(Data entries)
__________________________________________________
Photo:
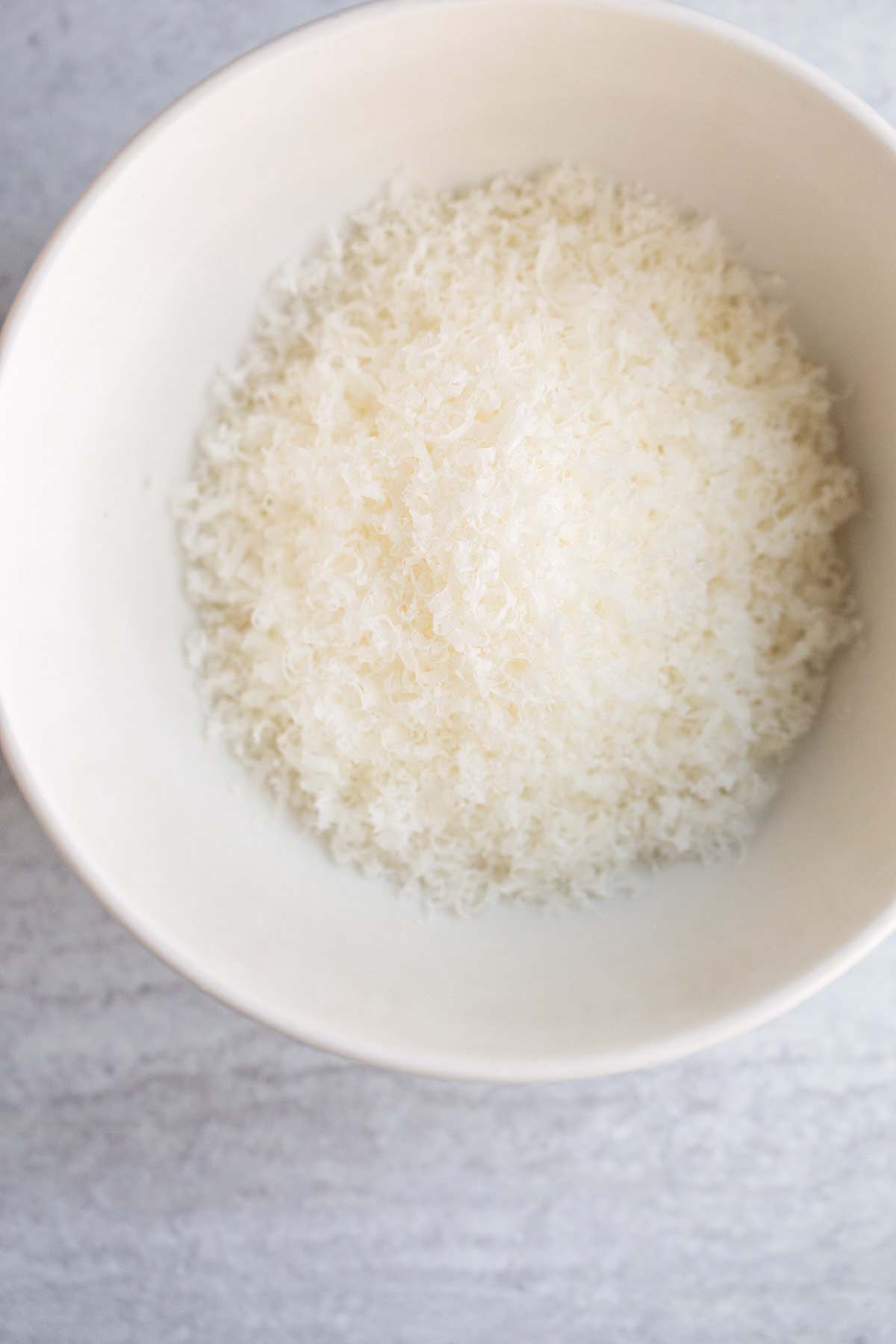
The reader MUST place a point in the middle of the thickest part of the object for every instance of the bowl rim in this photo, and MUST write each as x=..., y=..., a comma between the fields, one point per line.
x=455, y=1066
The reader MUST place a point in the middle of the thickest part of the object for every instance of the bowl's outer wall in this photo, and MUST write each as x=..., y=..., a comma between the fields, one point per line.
x=152, y=282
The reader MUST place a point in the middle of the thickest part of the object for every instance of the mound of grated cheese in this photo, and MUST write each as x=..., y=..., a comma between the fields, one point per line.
x=512, y=539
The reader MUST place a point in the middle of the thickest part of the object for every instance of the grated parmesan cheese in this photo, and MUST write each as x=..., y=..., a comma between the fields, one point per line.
x=512, y=539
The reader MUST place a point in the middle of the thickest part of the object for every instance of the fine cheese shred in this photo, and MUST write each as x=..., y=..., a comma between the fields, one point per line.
x=512, y=539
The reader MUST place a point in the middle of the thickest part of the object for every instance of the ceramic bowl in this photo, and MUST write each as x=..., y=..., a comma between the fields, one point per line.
x=151, y=282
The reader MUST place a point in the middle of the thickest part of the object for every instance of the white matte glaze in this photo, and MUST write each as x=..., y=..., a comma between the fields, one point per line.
x=107, y=359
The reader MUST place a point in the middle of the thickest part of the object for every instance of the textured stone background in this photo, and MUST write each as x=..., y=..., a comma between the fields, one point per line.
x=169, y=1172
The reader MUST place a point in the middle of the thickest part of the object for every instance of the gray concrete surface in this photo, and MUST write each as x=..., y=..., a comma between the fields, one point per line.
x=171, y=1172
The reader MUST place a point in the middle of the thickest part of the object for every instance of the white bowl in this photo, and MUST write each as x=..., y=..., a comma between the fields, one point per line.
x=152, y=281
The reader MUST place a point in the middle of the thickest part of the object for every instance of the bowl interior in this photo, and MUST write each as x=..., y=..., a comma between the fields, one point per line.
x=153, y=282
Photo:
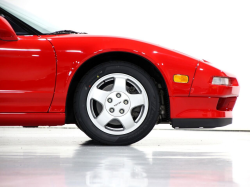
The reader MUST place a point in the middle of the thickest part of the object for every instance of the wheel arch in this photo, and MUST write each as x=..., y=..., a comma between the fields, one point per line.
x=138, y=60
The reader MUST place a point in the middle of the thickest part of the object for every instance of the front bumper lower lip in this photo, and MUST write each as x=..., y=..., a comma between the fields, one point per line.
x=200, y=122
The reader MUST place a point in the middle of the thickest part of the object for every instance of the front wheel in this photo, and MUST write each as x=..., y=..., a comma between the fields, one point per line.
x=116, y=103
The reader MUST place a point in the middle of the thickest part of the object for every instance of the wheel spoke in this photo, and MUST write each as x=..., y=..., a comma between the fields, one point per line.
x=120, y=85
x=136, y=100
x=127, y=121
x=99, y=95
x=103, y=118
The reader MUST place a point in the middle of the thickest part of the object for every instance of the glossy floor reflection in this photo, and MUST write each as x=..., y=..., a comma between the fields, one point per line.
x=66, y=157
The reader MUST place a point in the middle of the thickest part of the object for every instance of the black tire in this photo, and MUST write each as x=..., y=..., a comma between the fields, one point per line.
x=80, y=100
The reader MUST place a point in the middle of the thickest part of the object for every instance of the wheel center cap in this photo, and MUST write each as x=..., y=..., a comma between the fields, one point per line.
x=117, y=104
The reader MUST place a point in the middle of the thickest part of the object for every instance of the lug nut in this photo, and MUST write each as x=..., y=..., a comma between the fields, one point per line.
x=118, y=95
x=121, y=111
x=110, y=100
x=125, y=102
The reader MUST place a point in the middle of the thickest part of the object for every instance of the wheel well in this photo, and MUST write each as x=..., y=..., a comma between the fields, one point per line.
x=145, y=64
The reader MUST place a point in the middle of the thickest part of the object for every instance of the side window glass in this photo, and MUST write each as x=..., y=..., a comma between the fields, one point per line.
x=19, y=30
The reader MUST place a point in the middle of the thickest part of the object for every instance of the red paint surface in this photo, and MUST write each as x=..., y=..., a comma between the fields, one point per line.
x=27, y=75
x=196, y=107
x=33, y=81
x=32, y=119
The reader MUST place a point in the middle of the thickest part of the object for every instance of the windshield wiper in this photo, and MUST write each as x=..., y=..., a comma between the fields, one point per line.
x=67, y=32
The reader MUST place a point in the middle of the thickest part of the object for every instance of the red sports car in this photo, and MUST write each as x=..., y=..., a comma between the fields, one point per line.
x=114, y=89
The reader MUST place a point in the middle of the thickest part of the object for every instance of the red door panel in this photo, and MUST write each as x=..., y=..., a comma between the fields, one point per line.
x=27, y=75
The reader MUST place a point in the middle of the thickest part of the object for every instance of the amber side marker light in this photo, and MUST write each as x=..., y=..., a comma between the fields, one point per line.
x=181, y=78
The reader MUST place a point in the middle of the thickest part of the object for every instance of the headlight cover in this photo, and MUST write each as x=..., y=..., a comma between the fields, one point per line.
x=221, y=81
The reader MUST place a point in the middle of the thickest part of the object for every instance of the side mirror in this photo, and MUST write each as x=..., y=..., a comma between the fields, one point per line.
x=6, y=31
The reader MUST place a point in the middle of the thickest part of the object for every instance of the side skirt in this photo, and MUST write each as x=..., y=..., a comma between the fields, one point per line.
x=32, y=119
x=200, y=122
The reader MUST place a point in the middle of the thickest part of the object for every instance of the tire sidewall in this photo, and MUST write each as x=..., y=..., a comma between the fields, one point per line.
x=80, y=104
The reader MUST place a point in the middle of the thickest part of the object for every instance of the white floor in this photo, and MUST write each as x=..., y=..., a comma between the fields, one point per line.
x=66, y=157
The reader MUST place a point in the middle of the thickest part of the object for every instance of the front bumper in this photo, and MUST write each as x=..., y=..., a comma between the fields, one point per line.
x=207, y=105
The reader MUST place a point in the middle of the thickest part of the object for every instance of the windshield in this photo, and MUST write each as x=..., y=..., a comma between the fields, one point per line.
x=37, y=23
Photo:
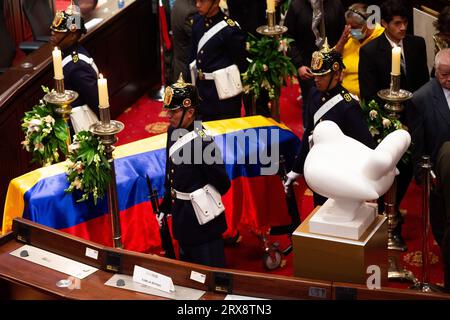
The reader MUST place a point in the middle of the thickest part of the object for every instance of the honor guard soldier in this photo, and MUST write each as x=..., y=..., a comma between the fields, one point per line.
x=79, y=69
x=218, y=56
x=193, y=186
x=330, y=101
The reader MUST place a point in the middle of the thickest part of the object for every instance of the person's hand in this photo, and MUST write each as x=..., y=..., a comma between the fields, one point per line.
x=291, y=177
x=305, y=73
x=339, y=47
x=160, y=218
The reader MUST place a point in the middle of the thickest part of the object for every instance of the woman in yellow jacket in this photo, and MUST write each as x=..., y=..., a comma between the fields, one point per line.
x=357, y=33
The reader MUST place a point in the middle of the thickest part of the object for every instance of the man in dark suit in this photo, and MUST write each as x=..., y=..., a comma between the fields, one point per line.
x=430, y=131
x=375, y=58
x=181, y=20
x=374, y=72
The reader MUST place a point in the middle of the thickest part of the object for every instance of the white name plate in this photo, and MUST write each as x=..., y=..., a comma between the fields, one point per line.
x=153, y=279
x=126, y=282
x=54, y=261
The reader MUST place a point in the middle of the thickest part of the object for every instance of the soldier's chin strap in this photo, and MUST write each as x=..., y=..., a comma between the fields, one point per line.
x=330, y=81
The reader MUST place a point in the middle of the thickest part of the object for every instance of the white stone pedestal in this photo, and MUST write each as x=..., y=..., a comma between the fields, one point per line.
x=324, y=223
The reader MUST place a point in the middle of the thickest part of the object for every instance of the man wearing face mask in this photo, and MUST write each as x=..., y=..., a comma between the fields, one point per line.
x=357, y=33
x=199, y=241
x=218, y=56
x=328, y=100
x=80, y=71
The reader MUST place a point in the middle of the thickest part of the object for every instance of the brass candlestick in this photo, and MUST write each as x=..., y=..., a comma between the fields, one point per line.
x=394, y=97
x=271, y=30
x=62, y=99
x=107, y=129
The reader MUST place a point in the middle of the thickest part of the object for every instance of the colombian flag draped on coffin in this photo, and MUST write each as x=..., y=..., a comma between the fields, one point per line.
x=254, y=198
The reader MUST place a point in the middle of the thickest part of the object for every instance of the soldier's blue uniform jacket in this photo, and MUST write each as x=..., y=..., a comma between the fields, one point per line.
x=347, y=114
x=227, y=47
x=81, y=77
x=188, y=177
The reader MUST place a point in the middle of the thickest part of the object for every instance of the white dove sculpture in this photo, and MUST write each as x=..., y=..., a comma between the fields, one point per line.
x=349, y=173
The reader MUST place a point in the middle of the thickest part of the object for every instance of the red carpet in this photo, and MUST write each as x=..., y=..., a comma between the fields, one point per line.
x=145, y=118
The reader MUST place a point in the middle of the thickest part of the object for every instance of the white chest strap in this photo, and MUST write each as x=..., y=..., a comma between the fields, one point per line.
x=211, y=33
x=327, y=106
x=83, y=57
x=188, y=137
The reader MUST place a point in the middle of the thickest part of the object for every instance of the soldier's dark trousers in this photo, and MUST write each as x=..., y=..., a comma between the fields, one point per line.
x=440, y=208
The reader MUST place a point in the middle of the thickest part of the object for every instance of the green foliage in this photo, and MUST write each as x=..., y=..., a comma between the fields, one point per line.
x=46, y=133
x=381, y=123
x=269, y=66
x=88, y=169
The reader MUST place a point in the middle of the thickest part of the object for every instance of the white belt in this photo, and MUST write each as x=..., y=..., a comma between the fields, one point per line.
x=180, y=195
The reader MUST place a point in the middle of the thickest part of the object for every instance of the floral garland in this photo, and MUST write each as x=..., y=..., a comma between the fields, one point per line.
x=46, y=133
x=381, y=123
x=88, y=168
x=269, y=66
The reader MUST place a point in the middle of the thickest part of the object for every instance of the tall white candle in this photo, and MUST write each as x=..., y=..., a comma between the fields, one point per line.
x=103, y=99
x=57, y=63
x=270, y=5
x=396, y=54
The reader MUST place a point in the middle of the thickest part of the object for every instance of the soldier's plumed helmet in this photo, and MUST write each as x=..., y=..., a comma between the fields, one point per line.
x=68, y=20
x=326, y=60
x=181, y=95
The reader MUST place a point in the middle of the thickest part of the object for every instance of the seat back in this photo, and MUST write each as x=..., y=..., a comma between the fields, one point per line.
x=40, y=16
x=7, y=46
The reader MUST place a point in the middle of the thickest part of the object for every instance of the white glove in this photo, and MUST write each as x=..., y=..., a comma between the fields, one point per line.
x=291, y=177
x=160, y=218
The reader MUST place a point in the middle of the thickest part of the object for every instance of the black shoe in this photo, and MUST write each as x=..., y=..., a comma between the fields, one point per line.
x=399, y=240
x=230, y=241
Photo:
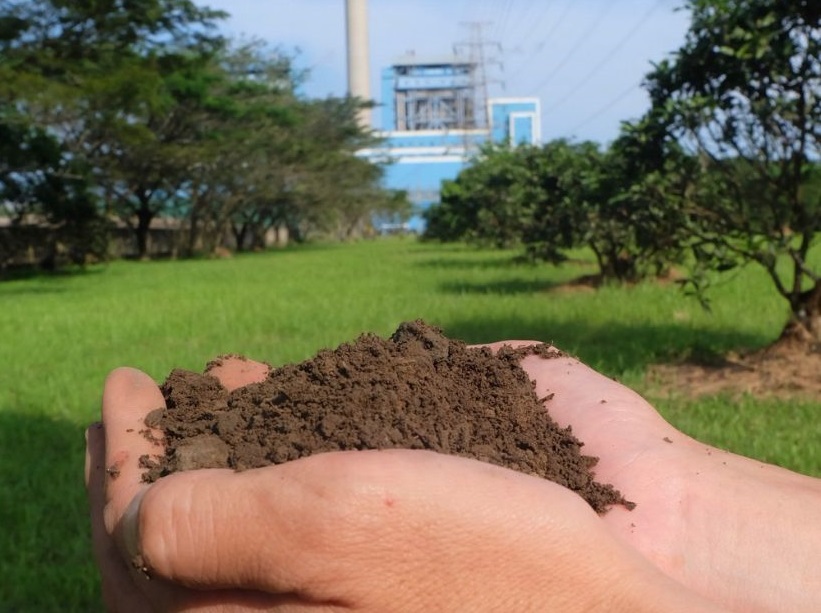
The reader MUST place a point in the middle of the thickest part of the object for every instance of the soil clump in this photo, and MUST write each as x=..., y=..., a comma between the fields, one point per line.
x=416, y=390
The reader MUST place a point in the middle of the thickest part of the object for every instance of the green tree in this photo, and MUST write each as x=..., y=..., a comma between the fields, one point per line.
x=743, y=98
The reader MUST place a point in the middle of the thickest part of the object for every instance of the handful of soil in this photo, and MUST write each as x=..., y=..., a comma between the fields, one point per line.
x=415, y=390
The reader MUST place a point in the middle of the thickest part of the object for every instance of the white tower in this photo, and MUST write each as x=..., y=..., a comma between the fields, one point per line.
x=358, y=62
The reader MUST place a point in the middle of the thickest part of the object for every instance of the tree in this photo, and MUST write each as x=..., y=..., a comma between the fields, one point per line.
x=89, y=75
x=554, y=198
x=743, y=98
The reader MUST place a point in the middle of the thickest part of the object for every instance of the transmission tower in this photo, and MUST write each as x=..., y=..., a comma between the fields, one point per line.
x=475, y=48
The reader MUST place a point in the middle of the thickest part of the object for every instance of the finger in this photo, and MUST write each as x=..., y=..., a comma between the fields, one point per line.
x=601, y=411
x=129, y=396
x=119, y=592
x=237, y=371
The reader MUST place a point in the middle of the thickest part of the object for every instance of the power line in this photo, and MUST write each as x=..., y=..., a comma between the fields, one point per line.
x=602, y=110
x=537, y=48
x=581, y=41
x=607, y=58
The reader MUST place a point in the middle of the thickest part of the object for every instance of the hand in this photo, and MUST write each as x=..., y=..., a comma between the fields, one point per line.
x=380, y=530
x=744, y=534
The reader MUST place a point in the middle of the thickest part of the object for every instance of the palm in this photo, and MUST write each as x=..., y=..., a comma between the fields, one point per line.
x=639, y=453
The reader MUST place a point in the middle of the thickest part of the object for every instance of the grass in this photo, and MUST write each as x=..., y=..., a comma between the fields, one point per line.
x=61, y=335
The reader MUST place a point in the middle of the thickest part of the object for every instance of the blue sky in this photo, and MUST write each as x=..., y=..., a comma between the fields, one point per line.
x=584, y=59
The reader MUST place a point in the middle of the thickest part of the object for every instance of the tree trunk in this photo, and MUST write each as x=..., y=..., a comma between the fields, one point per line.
x=805, y=319
x=144, y=218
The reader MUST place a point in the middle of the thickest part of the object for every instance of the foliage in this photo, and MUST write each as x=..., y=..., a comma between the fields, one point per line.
x=143, y=110
x=558, y=197
x=743, y=96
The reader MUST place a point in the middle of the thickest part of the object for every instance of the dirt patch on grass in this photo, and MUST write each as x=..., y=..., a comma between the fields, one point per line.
x=415, y=390
x=784, y=370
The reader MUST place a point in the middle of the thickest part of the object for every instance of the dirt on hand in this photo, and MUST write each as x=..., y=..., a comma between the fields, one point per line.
x=415, y=390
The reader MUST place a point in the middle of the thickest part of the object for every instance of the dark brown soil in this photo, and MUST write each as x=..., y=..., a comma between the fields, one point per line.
x=416, y=390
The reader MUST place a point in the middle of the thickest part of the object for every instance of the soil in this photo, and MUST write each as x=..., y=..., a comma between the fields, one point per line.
x=782, y=370
x=415, y=390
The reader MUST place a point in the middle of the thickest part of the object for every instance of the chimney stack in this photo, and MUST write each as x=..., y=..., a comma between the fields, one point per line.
x=358, y=60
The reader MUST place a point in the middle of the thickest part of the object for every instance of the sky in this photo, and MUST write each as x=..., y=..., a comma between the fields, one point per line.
x=584, y=59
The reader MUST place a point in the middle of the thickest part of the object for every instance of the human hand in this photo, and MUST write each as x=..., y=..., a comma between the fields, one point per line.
x=378, y=530
x=744, y=534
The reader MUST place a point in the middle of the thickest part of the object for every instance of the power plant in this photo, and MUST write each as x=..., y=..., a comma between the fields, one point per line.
x=435, y=113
__________________________________________________
_Brief_
From the line with "of the chimney" to the final line of the entries above, return every line exactly as written.

_Task result_
The reader MUST place a point in the middle of the thickest part of the object for every instance of the chimney stack in this photo, and MUST write each as x=..., y=..., a comma between the fields, one point per line.
x=358, y=60
The reader MUST place a point in the middle of the thickest part of the object for every instance of the sky in this photo, and MUST write each as x=..., y=..., a comma between the fields, one point per line.
x=584, y=59
The reader MUST place a point in the middle of the thickest part of the object for every instance of the human hand in this photo, and MUST write each as x=..., y=..., a comma between the fields, one point per line.
x=378, y=530
x=744, y=534
The reader MUST place a point in the middle of the thickest part of the object for every instance of the power plant in this photo, and MUST write each as x=..., y=..., a comma between the fields, one point per line.
x=435, y=113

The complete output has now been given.